- _What you should do_
In the items below, copy out word for word every line from the one containing "Identify the black backdrop" through the final line of the items, both ends included.

- _Records provided_
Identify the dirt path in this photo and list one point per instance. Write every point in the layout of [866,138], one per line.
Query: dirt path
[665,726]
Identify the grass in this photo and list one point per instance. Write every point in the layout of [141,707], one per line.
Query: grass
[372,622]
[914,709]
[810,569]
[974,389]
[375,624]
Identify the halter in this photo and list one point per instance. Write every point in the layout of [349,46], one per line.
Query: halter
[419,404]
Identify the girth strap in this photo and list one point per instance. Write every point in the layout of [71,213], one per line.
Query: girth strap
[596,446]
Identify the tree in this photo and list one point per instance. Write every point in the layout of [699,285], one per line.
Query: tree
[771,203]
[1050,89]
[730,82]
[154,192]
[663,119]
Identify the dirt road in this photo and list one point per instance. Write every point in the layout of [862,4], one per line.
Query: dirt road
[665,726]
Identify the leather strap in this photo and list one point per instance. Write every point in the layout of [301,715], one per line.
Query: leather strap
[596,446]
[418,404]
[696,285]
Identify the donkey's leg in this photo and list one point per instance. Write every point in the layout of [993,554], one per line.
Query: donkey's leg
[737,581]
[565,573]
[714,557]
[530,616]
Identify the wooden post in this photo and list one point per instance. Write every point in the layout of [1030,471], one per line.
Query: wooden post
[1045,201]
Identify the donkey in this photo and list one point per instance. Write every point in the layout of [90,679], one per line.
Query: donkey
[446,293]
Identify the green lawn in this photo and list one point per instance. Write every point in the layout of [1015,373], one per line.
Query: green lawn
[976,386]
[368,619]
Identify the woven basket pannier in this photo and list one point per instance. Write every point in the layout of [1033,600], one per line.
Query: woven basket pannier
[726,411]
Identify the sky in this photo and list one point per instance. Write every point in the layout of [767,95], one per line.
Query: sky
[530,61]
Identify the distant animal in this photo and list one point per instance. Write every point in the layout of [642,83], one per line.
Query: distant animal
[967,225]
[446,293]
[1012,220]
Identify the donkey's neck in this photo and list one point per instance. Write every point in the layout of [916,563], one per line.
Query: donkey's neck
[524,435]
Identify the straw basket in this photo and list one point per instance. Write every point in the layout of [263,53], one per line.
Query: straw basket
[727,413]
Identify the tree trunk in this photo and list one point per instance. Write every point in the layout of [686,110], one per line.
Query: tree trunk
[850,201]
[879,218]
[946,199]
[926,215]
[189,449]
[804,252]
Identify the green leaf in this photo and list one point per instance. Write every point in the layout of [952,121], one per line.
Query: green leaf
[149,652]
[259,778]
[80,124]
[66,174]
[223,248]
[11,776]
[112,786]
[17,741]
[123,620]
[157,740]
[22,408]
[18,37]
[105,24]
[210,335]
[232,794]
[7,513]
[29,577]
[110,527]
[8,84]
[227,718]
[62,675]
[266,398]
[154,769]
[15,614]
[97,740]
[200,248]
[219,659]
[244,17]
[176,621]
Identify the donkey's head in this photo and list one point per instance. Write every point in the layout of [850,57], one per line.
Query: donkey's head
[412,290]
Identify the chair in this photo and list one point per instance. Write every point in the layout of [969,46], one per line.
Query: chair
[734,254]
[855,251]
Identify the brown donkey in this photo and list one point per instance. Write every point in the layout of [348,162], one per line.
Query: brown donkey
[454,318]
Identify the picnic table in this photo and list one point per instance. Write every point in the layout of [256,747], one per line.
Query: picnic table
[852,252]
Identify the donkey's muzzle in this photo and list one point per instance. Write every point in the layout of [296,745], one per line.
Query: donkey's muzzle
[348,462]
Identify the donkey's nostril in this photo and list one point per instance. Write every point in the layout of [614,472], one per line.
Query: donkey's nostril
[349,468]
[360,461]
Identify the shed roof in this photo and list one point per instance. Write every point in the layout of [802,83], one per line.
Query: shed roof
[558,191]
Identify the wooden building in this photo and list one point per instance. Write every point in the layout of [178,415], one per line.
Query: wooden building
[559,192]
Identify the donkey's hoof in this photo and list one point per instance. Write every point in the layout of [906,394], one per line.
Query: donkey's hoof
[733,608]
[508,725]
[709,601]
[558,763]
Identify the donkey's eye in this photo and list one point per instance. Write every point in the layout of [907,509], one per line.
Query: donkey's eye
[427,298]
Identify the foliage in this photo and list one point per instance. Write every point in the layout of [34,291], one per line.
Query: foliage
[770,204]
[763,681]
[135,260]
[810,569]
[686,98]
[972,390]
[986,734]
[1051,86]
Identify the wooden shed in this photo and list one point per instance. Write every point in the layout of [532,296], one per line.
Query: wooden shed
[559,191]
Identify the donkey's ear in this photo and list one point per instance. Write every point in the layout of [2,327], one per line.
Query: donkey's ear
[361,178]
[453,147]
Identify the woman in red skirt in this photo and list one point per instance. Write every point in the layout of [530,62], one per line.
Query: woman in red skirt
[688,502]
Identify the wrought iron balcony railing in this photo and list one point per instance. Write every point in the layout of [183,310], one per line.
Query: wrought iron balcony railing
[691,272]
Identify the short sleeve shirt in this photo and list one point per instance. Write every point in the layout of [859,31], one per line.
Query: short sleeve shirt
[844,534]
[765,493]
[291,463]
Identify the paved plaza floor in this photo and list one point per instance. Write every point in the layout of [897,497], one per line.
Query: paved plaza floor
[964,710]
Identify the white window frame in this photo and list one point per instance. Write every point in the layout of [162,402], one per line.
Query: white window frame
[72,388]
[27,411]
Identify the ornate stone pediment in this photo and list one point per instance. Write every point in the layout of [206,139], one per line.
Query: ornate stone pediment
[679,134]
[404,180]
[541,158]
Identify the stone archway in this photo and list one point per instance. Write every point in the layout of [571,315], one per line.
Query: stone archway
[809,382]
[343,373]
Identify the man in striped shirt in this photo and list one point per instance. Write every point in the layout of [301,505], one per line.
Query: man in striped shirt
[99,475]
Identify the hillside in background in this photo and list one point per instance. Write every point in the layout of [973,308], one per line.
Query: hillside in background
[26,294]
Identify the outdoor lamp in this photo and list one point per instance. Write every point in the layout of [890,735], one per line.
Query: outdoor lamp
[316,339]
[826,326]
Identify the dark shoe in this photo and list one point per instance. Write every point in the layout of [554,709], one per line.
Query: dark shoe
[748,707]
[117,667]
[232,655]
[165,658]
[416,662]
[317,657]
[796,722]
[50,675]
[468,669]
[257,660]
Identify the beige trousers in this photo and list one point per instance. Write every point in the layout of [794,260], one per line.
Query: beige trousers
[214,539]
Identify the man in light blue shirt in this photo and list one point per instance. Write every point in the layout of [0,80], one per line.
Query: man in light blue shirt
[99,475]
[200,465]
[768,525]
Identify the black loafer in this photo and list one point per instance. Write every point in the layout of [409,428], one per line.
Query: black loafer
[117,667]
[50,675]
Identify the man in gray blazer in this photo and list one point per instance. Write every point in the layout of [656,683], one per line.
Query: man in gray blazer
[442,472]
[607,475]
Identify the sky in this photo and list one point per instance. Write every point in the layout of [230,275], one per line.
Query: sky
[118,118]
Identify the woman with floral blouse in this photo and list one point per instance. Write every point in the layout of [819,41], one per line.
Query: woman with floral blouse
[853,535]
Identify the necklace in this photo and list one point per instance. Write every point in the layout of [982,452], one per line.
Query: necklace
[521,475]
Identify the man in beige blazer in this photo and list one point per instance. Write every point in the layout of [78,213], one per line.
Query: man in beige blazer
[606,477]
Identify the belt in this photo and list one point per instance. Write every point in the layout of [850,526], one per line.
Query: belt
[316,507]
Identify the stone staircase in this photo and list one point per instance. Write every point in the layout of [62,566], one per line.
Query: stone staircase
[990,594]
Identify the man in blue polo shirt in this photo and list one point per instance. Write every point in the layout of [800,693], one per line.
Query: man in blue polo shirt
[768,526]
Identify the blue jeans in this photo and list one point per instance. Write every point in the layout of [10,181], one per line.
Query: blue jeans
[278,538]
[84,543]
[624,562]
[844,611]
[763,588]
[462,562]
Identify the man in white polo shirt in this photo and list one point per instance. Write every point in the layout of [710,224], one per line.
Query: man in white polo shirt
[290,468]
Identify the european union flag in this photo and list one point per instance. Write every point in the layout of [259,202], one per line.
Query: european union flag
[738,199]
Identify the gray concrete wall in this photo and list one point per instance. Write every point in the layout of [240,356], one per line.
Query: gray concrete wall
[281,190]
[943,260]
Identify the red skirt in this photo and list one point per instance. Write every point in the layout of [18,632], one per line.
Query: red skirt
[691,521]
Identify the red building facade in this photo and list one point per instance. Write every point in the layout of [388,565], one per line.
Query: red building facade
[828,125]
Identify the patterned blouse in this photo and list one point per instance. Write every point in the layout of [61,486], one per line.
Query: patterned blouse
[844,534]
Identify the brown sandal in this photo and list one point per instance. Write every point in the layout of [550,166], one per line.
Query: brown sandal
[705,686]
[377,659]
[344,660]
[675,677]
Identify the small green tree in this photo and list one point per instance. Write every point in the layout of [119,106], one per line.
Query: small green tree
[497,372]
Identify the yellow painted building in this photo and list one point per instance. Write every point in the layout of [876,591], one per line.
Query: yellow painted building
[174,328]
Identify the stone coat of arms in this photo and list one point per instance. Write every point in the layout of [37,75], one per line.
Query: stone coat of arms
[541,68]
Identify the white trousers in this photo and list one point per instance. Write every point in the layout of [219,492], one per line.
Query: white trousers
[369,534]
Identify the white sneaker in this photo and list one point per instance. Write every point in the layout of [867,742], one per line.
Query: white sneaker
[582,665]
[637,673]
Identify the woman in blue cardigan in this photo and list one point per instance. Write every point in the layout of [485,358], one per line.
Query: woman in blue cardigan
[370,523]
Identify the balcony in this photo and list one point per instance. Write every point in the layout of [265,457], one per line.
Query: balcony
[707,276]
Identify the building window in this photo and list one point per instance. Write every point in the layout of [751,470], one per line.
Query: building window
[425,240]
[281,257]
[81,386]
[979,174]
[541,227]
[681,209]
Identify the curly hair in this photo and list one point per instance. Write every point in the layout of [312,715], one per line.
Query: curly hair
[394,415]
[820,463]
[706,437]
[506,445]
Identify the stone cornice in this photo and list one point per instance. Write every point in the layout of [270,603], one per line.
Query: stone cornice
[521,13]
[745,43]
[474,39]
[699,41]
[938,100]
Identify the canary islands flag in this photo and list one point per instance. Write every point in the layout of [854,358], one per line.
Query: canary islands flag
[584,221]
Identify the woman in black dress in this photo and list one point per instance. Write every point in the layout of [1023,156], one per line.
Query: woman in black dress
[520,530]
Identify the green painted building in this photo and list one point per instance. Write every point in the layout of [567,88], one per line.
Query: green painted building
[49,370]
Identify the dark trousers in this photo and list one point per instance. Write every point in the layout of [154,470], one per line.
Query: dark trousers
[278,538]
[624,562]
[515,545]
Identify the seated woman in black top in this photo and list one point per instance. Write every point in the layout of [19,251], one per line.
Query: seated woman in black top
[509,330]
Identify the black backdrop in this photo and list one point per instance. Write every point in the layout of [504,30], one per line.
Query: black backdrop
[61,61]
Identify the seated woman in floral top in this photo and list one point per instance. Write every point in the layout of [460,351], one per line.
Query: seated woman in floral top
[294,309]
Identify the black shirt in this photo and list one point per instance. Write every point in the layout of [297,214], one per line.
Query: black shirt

- _Solved exercise_
Identify the black backdrop in this photo and list one point per instance. Write every point in the layout of [504,30], one per line.
Query: black backdrop
[61,61]
Identify the seated woman in floral top in this photo and list one point per instance. Write every point in the layout of [460,351], one per line.
Query: seated woman in floral top
[294,309]
Identify the black shirt in this photo and list one point per instance. Write every point in the layout of [297,214], one per line.
Query: black shirt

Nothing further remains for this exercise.